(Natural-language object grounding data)
● ● ●

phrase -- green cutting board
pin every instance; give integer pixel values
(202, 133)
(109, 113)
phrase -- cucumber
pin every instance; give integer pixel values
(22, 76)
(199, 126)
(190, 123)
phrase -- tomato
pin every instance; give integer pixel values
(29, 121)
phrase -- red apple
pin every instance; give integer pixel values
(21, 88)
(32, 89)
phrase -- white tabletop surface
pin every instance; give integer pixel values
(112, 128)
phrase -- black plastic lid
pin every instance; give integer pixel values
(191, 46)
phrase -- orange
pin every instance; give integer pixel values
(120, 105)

● ● ●

> [What is expected] Report the number of lines above containing the word "phrase", with no other text.

> [Your solution] 7